What is needed
Lay out the stretch from the start of the entries below through the line containing "point(17, 189)" as a JSON list of strings, one string per line, with blank lines dropped. Leave the pictures out.

--- Start of Data excerpts ---

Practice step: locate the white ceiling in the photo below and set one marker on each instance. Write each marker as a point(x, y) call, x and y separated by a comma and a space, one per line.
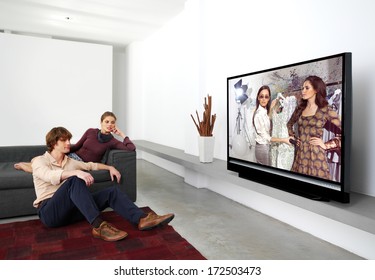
point(114, 22)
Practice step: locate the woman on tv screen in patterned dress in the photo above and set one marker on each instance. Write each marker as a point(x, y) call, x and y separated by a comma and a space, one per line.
point(312, 117)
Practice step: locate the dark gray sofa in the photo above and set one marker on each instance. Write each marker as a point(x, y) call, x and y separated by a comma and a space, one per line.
point(17, 189)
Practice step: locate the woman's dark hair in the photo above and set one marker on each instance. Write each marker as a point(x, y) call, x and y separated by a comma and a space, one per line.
point(257, 101)
point(321, 92)
point(106, 114)
point(56, 134)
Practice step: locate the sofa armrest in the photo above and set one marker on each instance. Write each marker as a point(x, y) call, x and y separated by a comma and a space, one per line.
point(126, 163)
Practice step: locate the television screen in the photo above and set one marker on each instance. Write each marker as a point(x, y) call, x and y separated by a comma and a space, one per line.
point(289, 127)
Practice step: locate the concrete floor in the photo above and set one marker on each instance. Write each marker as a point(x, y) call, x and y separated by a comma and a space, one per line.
point(222, 229)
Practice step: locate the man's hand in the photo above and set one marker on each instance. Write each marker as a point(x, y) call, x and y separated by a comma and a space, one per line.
point(85, 176)
point(114, 173)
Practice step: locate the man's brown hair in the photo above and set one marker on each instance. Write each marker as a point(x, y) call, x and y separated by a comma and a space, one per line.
point(56, 134)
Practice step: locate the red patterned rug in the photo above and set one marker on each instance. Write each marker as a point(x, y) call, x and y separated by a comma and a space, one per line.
point(32, 240)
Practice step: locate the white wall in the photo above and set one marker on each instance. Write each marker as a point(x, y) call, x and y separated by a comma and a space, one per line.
point(212, 40)
point(47, 83)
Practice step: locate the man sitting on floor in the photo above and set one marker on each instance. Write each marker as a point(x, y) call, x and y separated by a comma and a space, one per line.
point(61, 187)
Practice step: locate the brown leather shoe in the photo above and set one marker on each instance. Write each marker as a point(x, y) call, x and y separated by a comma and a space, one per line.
point(108, 232)
point(152, 220)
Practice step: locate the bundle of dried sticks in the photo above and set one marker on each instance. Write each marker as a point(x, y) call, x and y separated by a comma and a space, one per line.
point(206, 126)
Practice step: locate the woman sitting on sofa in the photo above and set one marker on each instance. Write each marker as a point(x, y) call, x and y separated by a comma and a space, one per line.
point(94, 143)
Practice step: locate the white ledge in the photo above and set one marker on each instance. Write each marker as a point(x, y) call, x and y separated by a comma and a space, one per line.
point(359, 213)
point(350, 226)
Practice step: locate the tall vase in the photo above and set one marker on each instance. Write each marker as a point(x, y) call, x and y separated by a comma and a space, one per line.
point(206, 148)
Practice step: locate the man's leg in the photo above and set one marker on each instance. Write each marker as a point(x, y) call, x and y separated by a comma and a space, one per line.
point(73, 201)
point(70, 203)
point(121, 204)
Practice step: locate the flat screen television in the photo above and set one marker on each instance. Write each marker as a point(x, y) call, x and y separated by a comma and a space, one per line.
point(302, 143)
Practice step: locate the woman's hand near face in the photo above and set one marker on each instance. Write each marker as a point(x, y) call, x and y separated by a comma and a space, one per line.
point(118, 132)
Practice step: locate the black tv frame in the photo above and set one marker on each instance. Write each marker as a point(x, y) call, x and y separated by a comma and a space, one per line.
point(302, 185)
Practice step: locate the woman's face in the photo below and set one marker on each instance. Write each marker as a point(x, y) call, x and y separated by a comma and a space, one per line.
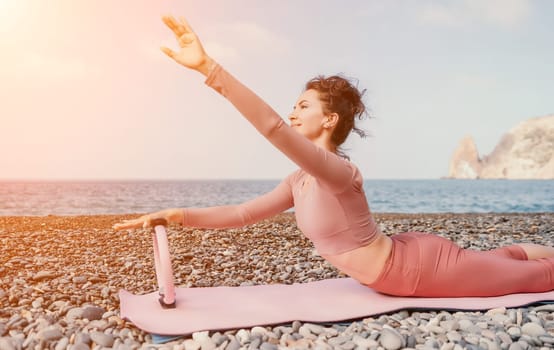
point(308, 117)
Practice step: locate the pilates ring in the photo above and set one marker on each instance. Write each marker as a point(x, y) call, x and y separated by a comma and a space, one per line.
point(162, 263)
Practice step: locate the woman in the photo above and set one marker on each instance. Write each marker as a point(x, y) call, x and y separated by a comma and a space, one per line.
point(330, 205)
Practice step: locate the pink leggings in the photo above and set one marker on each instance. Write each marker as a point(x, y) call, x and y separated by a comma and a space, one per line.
point(427, 265)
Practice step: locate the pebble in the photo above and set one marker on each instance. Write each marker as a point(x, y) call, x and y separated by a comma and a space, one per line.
point(391, 339)
point(102, 339)
point(92, 313)
point(42, 308)
point(50, 333)
point(532, 329)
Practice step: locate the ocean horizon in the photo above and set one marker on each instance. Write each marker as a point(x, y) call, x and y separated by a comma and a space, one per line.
point(97, 197)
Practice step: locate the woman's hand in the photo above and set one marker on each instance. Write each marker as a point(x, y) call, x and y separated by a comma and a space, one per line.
point(191, 54)
point(146, 221)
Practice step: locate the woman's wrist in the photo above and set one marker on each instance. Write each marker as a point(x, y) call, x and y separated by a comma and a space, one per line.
point(174, 215)
point(207, 66)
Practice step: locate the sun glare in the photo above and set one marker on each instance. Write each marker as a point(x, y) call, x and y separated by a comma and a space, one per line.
point(10, 13)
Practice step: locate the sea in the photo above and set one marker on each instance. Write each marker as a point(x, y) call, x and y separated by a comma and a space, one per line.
point(41, 198)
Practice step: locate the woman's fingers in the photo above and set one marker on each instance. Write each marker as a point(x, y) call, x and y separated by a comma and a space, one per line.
point(168, 52)
point(142, 222)
point(185, 24)
point(173, 25)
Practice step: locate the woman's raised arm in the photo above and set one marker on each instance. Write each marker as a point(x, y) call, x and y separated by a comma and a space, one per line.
point(333, 171)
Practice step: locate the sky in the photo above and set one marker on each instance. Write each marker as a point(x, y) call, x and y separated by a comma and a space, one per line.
point(86, 93)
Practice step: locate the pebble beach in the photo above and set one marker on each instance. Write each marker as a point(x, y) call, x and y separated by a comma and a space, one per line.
point(60, 277)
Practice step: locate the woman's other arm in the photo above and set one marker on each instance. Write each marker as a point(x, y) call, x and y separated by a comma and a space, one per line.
point(257, 209)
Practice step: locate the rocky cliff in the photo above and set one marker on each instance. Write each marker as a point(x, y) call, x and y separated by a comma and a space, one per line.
point(525, 152)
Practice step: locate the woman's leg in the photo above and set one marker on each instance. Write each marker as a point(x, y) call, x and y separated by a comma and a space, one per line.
point(446, 270)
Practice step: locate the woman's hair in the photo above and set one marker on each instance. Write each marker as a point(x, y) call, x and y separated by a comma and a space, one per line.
point(340, 96)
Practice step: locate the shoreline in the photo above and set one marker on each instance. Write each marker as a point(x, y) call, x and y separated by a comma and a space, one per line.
point(53, 268)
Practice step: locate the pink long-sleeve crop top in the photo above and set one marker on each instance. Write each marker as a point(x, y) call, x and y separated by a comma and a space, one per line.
point(331, 209)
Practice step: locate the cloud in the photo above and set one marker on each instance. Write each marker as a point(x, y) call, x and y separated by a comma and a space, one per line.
point(501, 13)
point(228, 44)
point(475, 81)
point(252, 37)
point(33, 65)
point(221, 52)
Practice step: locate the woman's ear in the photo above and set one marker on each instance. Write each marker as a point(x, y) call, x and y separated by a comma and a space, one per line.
point(331, 120)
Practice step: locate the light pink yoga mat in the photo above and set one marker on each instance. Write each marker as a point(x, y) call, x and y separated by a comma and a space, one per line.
point(219, 308)
point(332, 300)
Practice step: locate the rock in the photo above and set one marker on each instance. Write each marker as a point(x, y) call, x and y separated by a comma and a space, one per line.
point(50, 333)
point(516, 346)
point(79, 279)
point(268, 346)
point(44, 275)
point(532, 329)
point(74, 314)
point(242, 336)
point(6, 343)
point(79, 346)
point(62, 344)
point(82, 338)
point(514, 332)
point(93, 313)
point(391, 339)
point(525, 152)
point(465, 162)
point(102, 339)
point(233, 345)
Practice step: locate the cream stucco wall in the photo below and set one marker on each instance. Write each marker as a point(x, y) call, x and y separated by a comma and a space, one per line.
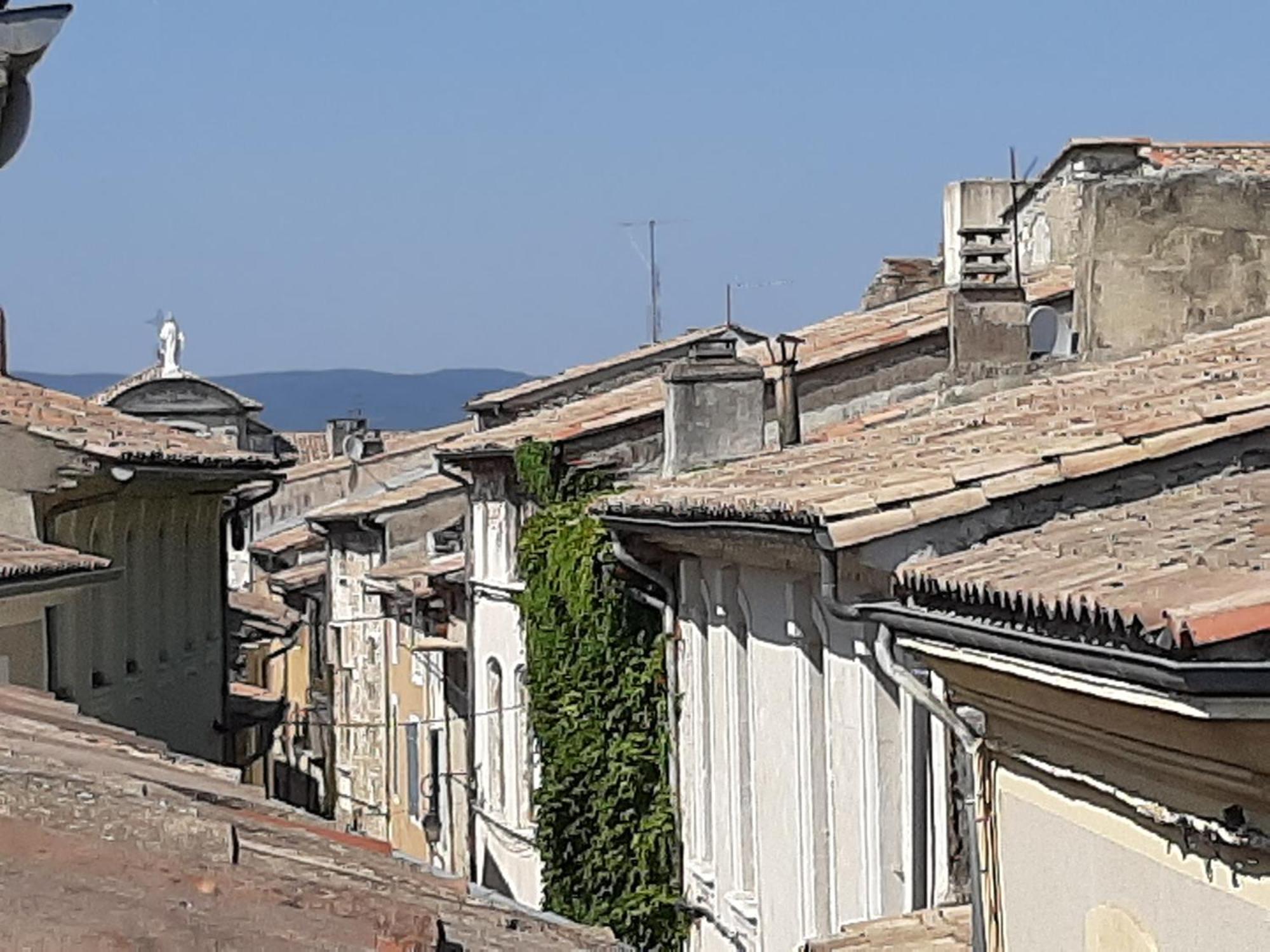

--- End of Data excerpts ---

The reply
[
  "Practice step: locate the white ceiling in the photo below and set one marker on each instance. Write each marker as a point(x, y) call, x and y separated by a comma and a space, one per line.",
  "point(114, 22)",
  "Practice step: locate the woman on tv screen in patterned dress in the photo above and set one marker on each instance. Write each marker as a point(x, y) call, x and y separated by a comma and a space, one per line.",
  "point(312, 117)",
  "Practice step: locate the dark gray sofa in the photo above and set one marker on each instance. Write each marker as a point(x, y) call, x and y separated by a comma and a space, one per line.",
  "point(17, 189)"
]